作業指示 ::
(1) 原文の「相手を怒らせるようなことをわざとして反応を見て」から「一面として間違いのない所だと思う。」までの部分を、「幼稚さ」を「未熟さ」に置き換えて更新した形で示してください。
(2) 原文にある「小野さやかが幼く見えたことは、事実だ。」という一文を英語に訳してください。
(3) 原文のなかで「」(かぎかっこ)に囲まれている語句をすべて挙げてください。

原文 ::

-=-=-

相手を怒らせるようなことをわざとして反応を見て
「それでもわたしは愛を受け取ることができる」と
確かめたいのだと。
子どものやりくちと言って差し支えない。
小野さやかが幼く見えたことは、事実だ。
闘いのなかで出会う多くの人びとと比べても、
彼女の幼稚さは突出していたと思う。
身ぶり手ぶりで一生懸命話すものの言葉がついてこない所とか、
四六時中泣いている所とか、幼く見えるポイントだった。
小野が「愛を確認すること」を渇望していたことは、
一面として間違いのない所だと思う。

だけど反面、この闘いの記録のなかにおける小野ほど
「愛している」と叫びまくる人をわたしは知らなかった。
臆面もなくママ大好き~!!みたいに叫ぶ人間を
他に見たことがあるとすれば、赤ちゃん、幼児だ。

-=-=-

提供された記録 ::
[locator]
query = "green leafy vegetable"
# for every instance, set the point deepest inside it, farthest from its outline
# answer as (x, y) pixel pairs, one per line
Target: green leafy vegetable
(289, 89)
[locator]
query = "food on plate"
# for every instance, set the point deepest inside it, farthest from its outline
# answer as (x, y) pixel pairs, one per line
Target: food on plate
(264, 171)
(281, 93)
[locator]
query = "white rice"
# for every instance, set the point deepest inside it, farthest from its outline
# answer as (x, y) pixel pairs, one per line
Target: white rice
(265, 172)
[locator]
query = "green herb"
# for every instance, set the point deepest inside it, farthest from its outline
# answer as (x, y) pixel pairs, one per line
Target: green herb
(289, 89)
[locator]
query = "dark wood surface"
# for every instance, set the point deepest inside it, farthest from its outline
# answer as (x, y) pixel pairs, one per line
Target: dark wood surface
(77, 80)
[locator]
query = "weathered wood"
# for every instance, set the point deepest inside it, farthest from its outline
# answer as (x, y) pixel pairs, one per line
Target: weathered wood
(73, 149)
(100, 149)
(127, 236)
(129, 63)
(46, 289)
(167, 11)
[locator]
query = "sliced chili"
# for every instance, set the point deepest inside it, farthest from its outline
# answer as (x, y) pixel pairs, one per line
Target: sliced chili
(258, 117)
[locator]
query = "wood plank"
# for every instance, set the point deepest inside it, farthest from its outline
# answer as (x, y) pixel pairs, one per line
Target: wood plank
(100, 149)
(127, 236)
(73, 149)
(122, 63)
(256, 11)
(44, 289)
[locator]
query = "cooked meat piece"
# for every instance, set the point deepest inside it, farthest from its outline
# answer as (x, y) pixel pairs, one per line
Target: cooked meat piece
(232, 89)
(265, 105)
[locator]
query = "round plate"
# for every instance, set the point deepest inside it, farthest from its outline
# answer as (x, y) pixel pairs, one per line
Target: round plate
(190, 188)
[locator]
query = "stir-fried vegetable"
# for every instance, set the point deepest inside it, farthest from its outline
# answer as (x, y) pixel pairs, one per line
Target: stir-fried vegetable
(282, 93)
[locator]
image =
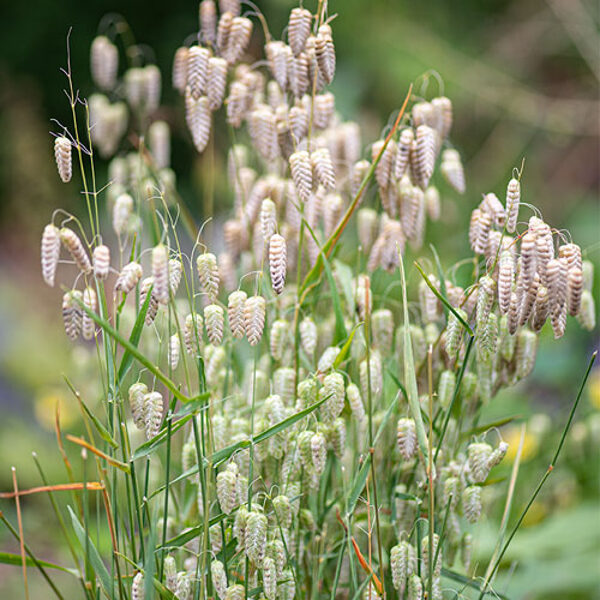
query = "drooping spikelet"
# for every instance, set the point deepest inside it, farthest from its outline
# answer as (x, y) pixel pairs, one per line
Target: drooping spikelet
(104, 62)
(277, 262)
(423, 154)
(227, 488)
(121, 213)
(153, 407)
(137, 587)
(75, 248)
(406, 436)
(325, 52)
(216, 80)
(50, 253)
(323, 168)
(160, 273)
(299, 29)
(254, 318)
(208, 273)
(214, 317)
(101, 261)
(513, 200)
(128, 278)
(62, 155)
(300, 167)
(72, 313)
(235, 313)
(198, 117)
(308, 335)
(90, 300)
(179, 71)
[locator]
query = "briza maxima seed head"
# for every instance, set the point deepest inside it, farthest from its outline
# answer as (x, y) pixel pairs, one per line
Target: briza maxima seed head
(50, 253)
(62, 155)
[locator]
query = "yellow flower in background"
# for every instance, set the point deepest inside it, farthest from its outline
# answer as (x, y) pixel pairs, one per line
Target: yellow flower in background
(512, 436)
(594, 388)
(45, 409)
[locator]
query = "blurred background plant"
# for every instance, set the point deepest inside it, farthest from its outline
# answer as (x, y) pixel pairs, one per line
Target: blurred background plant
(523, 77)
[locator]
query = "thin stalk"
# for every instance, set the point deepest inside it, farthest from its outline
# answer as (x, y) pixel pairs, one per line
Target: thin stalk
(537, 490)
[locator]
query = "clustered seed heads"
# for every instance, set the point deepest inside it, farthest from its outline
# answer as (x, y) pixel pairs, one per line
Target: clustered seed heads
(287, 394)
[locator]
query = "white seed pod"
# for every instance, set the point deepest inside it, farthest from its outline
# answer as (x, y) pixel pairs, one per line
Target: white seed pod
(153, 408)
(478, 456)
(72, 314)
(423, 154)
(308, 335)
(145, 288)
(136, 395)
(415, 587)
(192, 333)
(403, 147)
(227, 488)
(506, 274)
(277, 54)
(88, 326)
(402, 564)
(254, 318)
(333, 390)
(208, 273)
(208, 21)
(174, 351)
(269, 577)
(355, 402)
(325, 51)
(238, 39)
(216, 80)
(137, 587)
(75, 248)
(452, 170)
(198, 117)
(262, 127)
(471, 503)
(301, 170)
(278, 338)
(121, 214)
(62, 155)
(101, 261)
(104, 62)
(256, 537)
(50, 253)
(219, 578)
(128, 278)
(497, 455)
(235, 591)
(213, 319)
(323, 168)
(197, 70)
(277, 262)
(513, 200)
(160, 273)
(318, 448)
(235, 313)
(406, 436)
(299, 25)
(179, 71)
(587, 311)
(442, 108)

-=-=-

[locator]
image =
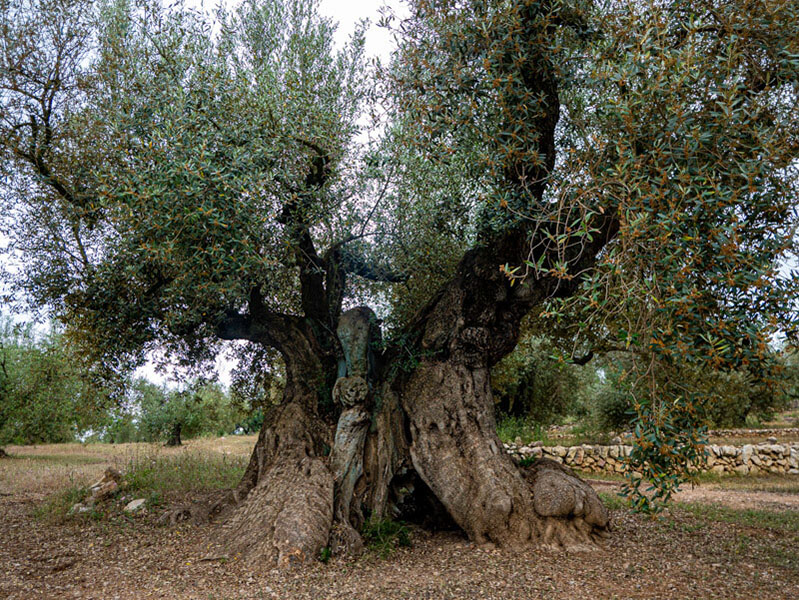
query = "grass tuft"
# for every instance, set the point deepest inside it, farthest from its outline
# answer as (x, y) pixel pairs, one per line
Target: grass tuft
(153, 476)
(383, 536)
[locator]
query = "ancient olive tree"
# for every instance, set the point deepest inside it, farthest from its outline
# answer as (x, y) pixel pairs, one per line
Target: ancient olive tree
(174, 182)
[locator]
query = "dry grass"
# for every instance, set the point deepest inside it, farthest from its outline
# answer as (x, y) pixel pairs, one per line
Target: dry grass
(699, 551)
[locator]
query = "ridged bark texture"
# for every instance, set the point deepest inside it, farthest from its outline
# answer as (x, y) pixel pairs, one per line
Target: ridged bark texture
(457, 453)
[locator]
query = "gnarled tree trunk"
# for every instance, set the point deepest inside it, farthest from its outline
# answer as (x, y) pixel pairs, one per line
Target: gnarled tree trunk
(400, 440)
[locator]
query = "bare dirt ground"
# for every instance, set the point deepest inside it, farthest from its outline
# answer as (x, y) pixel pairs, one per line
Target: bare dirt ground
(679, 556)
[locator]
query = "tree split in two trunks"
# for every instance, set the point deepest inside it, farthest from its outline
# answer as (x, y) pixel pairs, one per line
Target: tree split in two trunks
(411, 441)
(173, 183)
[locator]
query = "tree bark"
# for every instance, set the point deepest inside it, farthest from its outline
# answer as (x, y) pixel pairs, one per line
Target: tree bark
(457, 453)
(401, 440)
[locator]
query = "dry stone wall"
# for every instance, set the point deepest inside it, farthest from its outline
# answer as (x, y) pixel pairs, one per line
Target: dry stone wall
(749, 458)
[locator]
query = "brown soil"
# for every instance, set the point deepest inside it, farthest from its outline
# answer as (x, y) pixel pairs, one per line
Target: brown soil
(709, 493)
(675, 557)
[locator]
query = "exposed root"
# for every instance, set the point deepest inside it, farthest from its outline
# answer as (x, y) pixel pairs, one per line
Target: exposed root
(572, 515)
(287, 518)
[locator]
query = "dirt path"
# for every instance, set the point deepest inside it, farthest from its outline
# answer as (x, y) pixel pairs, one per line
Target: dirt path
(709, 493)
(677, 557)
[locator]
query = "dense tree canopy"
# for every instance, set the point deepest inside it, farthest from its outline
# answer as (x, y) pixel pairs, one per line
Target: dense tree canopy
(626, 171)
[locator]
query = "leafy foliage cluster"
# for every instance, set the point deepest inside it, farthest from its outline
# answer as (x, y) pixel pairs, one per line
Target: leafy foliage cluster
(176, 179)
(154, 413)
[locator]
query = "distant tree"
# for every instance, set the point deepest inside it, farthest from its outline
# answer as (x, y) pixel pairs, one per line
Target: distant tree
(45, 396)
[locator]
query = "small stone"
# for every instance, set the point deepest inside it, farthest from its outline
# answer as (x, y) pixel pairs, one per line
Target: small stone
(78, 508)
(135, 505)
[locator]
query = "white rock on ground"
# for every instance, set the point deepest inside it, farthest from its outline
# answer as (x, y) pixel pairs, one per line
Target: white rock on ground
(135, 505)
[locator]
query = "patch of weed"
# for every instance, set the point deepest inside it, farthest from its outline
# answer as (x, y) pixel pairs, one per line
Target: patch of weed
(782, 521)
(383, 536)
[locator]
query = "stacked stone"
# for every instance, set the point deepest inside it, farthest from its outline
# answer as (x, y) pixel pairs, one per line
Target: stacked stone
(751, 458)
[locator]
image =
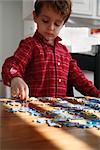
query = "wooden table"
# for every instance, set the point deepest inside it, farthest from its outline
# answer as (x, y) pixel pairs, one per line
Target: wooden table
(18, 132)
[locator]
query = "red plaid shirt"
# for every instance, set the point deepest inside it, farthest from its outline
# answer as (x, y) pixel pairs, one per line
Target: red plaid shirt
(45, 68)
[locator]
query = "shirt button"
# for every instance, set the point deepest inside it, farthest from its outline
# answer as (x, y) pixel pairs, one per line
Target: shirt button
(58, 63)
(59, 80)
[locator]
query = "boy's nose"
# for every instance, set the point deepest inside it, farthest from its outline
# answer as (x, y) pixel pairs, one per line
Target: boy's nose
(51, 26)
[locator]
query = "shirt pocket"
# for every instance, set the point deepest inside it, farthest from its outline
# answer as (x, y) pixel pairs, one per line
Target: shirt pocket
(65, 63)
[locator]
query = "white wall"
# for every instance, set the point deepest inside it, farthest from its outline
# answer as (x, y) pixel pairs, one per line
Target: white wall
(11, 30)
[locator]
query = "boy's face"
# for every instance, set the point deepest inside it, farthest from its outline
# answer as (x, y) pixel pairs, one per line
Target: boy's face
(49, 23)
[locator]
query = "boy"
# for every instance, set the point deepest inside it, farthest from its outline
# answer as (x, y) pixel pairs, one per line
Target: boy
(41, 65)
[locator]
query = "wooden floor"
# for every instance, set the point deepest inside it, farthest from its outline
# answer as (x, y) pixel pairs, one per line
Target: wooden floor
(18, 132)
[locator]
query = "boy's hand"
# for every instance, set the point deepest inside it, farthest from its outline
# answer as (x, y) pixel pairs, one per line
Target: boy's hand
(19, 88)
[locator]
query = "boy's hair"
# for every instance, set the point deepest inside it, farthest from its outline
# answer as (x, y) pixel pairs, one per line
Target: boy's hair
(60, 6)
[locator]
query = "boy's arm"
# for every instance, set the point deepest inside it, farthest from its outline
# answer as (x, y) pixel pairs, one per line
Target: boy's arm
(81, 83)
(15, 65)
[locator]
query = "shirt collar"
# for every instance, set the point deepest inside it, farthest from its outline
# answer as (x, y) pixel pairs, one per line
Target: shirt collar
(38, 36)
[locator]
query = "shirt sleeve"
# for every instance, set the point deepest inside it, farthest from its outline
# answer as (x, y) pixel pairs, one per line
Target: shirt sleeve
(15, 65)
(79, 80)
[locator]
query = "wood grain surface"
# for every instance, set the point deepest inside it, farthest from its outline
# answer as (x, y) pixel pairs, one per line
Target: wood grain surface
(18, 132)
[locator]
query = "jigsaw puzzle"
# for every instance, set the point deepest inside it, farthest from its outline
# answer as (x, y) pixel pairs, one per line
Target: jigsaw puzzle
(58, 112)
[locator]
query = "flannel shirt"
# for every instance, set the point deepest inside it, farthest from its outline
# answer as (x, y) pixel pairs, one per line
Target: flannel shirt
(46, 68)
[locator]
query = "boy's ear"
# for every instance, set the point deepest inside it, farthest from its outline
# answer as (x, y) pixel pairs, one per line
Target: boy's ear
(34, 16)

-=-=-

問題の解答 ::
(1)
相手を怒らせるようなことをわざとして反応を見て
「それでもわたしは愛を受け取ることができる」と
確かめたいのだと。
子どものやりくちと言って差し支えない。
小野さやかが幼く見えたことは、事実だ。
闘いのなかで出会う多くの人びとと比べても、
彼女の未熟さは突出していたと思う。
身ぶり手ぶりで一生懸命話すものの言葉がついてこない所とか、
四六時中泣いている所とか、幼く見えるポイントだった。
小野が「愛を確認すること」を渇望していたことは、
一面として間違いのない所だと思う。

(2) It is a fact that Sayaka Ono looked childish.

(3)
・それでもわたしは愛を受け取ることができる
・愛を確認すること
・愛している